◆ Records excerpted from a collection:
====

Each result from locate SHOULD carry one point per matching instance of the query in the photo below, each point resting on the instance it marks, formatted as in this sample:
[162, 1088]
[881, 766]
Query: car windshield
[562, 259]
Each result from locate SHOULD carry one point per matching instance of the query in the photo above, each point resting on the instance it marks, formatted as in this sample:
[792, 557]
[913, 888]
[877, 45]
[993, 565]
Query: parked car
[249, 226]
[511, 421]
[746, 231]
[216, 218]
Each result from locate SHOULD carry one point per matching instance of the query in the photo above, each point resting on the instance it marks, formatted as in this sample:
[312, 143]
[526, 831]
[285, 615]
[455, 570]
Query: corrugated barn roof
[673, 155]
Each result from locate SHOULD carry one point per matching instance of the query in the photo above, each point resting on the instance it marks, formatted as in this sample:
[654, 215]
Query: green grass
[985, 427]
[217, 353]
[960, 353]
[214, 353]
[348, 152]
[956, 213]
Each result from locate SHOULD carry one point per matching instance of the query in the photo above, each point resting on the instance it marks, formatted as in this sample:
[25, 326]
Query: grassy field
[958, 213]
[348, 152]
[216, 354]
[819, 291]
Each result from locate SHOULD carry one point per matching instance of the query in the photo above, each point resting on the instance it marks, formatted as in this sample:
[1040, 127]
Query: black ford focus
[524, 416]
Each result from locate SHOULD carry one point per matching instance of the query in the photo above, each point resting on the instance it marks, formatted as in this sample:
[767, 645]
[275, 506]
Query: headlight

====

Each line above is to be reproduced exactly.

◆ Result of the exercise:
Each result from locate SHOULD carry one point per matching instance of the query in the photo below, each point resting on the instance it marks, formatted as in this sample:
[162, 1088]
[881, 766]
Query: car windshield
[562, 259]
Each result from locate SHOULD carry one point per matching instance of the query in the photo above, each point resting on the instance it marks, formatted as in this sample:
[792, 557]
[913, 888]
[877, 45]
[993, 565]
Query: parked car
[249, 226]
[511, 421]
[746, 231]
[216, 218]
Each result from locate SHOULD carry one point per matching instance of the query in the photo above, each point resting on the instance it marks, formatted as in this sample:
[312, 143]
[526, 831]
[285, 615]
[455, 570]
Query: corrugated barn roof
[673, 155]
Each result from locate SHOULD carry one point per matching instance of the query in the photo above, each point resting on the instance it marks, formatted as in this sample:
[654, 215]
Query: green grass
[985, 427]
[217, 353]
[960, 353]
[214, 353]
[348, 152]
[956, 213]
Each result from locate SHOULD carry one point per matching instance of the query in the photo above, each point resting on the instance it marks, formatted as in this sample:
[25, 326]
Query: grassy field
[958, 213]
[348, 152]
[216, 354]
[819, 291]
Each result from locate SHOULD carry one point per matching instance of the query in the photo above, each point resting on the instance it marks, formatted as in this sample:
[1040, 127]
Query: black ford focus
[524, 416]
Each result from locate SHOULD carry one point per matching instance of the query in the photo above, each point resting on the instance it marks, formatted as in this sample:
[767, 645]
[275, 506]
Query: headlight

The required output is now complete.